■ INSTRUCTIONS TO FOLLOW: When you retype the listing, keep every word exactly as it appears.

■ MATERIAL FOR THIS TASK:
═══

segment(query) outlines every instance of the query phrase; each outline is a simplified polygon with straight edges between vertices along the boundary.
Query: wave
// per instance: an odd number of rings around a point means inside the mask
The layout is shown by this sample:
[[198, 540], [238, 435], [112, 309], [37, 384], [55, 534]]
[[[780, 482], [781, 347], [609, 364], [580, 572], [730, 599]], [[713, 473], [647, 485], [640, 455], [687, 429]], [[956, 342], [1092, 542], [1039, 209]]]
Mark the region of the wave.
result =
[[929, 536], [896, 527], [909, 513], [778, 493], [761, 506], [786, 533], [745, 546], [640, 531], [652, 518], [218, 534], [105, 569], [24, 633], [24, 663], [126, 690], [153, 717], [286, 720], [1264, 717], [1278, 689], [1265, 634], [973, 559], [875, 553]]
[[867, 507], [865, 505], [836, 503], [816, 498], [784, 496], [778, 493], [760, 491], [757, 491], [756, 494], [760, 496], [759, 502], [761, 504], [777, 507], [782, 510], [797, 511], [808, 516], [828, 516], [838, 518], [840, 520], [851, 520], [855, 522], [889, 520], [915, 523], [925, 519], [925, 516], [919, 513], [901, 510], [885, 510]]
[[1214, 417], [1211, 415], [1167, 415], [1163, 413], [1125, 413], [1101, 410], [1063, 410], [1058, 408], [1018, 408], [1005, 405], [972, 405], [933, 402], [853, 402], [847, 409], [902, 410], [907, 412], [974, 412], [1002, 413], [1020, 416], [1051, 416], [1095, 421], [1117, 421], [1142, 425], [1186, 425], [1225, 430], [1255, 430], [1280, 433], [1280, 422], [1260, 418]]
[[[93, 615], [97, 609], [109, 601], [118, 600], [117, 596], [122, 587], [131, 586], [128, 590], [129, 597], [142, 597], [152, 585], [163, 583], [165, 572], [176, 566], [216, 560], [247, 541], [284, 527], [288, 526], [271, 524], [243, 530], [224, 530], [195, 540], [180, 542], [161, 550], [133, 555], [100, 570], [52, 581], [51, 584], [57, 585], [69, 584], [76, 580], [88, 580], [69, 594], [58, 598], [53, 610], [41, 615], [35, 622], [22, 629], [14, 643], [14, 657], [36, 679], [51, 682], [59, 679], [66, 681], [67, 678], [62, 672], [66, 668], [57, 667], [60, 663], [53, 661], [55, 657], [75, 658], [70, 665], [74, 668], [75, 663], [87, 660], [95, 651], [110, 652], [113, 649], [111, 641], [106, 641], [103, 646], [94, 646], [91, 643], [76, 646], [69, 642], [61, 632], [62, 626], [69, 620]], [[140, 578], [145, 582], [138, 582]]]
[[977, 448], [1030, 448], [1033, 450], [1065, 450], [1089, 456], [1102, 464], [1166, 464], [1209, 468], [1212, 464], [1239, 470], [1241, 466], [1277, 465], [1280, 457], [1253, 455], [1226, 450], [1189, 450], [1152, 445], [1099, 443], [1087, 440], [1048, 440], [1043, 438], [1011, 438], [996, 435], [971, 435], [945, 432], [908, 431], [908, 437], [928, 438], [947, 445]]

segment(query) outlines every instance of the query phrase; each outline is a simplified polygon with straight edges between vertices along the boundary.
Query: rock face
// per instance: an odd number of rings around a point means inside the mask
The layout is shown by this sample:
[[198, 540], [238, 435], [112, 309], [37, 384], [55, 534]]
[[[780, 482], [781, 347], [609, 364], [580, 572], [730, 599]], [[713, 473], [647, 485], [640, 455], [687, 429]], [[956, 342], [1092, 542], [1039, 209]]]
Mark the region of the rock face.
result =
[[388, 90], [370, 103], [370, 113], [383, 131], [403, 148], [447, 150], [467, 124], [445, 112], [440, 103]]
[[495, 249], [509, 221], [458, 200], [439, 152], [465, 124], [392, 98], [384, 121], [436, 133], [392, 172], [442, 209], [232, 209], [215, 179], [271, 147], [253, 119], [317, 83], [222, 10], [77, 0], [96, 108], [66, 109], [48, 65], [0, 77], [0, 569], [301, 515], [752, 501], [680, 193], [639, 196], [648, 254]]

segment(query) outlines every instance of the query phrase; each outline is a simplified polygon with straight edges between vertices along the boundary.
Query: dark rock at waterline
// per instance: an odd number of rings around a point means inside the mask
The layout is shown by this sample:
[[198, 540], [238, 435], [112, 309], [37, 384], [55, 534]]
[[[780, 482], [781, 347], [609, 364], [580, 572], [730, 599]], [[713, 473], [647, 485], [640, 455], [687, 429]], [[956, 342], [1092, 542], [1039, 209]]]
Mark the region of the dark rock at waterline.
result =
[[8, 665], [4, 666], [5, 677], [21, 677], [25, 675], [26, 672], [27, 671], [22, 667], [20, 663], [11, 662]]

═══

■ OUTPUT FOR THIS EXERCISE:
segment(query) outlines every instance of the query phrase; each outline is a simplified polygon with straight edges between vertices along the boundary.
Query: wave
// per instance: an odd number of rings around a point means inside the mask
The layout is shown by this sample:
[[198, 540], [238, 435], [112, 309], [37, 384], [55, 534]]
[[[780, 482], [781, 347], [609, 364], [580, 572], [730, 599]], [[713, 473], [647, 485], [640, 455], [687, 429]], [[956, 342], [1092, 542], [1039, 209]]]
Mark the region of the wave.
result =
[[929, 536], [896, 527], [909, 513], [778, 493], [761, 506], [786, 533], [745, 546], [640, 531], [652, 518], [218, 534], [105, 569], [24, 633], [24, 663], [126, 690], [153, 717], [286, 720], [1264, 717], [1278, 689], [1265, 634], [973, 559], [875, 553]]
[[867, 507], [865, 505], [836, 503], [816, 498], [784, 496], [778, 493], [760, 491], [757, 491], [756, 494], [760, 496], [759, 502], [761, 504], [777, 507], [782, 510], [797, 511], [808, 516], [828, 516], [838, 518], [840, 520], [851, 520], [855, 522], [889, 520], [915, 523], [925, 519], [925, 516], [919, 513], [901, 510], [885, 510]]
[[1214, 417], [1211, 415], [1167, 415], [1163, 413], [1125, 413], [1101, 410], [1063, 410], [1058, 408], [1018, 408], [1005, 405], [972, 405], [933, 402], [853, 402], [847, 409], [902, 410], [907, 412], [974, 412], [1002, 413], [1020, 416], [1051, 416], [1095, 421], [1117, 421], [1142, 425], [1186, 425], [1225, 430], [1255, 430], [1280, 433], [1280, 422], [1260, 418]]
[[[93, 615], [97, 609], [109, 601], [118, 600], [117, 596], [122, 587], [131, 586], [128, 590], [129, 597], [142, 597], [152, 585], [163, 583], [165, 572], [176, 566], [216, 560], [247, 541], [284, 527], [288, 526], [271, 524], [243, 530], [224, 530], [195, 540], [180, 542], [161, 550], [133, 555], [100, 570], [52, 581], [51, 584], [57, 585], [69, 584], [76, 580], [88, 580], [69, 594], [58, 598], [53, 610], [41, 615], [35, 622], [22, 629], [14, 643], [14, 657], [36, 679], [51, 682], [59, 679], [66, 681], [67, 678], [62, 672], [66, 668], [57, 667], [60, 663], [53, 661], [55, 657], [75, 658], [70, 665], [74, 668], [75, 663], [87, 660], [95, 651], [110, 652], [113, 649], [111, 641], [106, 641], [103, 646], [94, 646], [91, 643], [76, 646], [69, 642], [61, 632], [62, 626], [69, 620]], [[140, 578], [145, 582], [138, 582]]]
[[977, 448], [1030, 448], [1033, 450], [1065, 450], [1089, 456], [1102, 464], [1166, 464], [1209, 468], [1212, 464], [1239, 470], [1241, 466], [1277, 465], [1280, 457], [1253, 455], [1226, 450], [1189, 450], [1152, 445], [1099, 443], [1087, 440], [1048, 440], [1043, 438], [1011, 438], [996, 435], [971, 435], [945, 432], [908, 431], [908, 437], [928, 438], [947, 445]]

segment(query) outlines every instance of the query phrase; each outline is a simplified polygon with straight edges between vertices along the boundary.
Query: rock face
// per instance: an odd number of rings around a point means inside the mask
The layout is shown by this sample:
[[198, 540], [238, 435], [112, 309], [37, 384], [55, 534]]
[[[780, 482], [781, 347], [609, 364], [580, 572], [730, 599]], [[713, 473], [647, 485], [640, 455], [687, 429]], [[956, 342], [1092, 542], [1039, 209]]]
Mark the region of the rock face.
result =
[[388, 90], [370, 103], [370, 113], [383, 131], [403, 148], [447, 150], [467, 124], [445, 112], [440, 103]]
[[495, 249], [509, 221], [458, 200], [439, 152], [465, 124], [392, 98], [384, 121], [436, 133], [392, 172], [442, 209], [232, 209], [215, 179], [271, 147], [253, 119], [317, 83], [222, 10], [77, 0], [96, 108], [66, 109], [48, 65], [0, 77], [0, 569], [301, 515], [752, 501], [680, 193], [639, 196], [648, 254]]

segment(query) outlines every instance of the query phrase; each outline is a simplified polygon with straight edges between vertices along the boundary.
Query: dark rock at waterline
// per instance: an odd number of rings around a point means inside the mask
The layout is shown by this sample:
[[198, 540], [238, 435], [112, 309], [37, 384], [55, 534]]
[[[780, 482], [781, 347], [609, 364], [580, 572], [730, 599]], [[713, 473], [647, 485], [640, 455], [687, 429]], [[956, 342], [1092, 542], [1039, 209]]]
Mark the region of the dark rock at waterline.
result =
[[8, 665], [4, 666], [5, 677], [21, 677], [25, 675], [26, 672], [27, 671], [22, 667], [20, 663], [11, 662]]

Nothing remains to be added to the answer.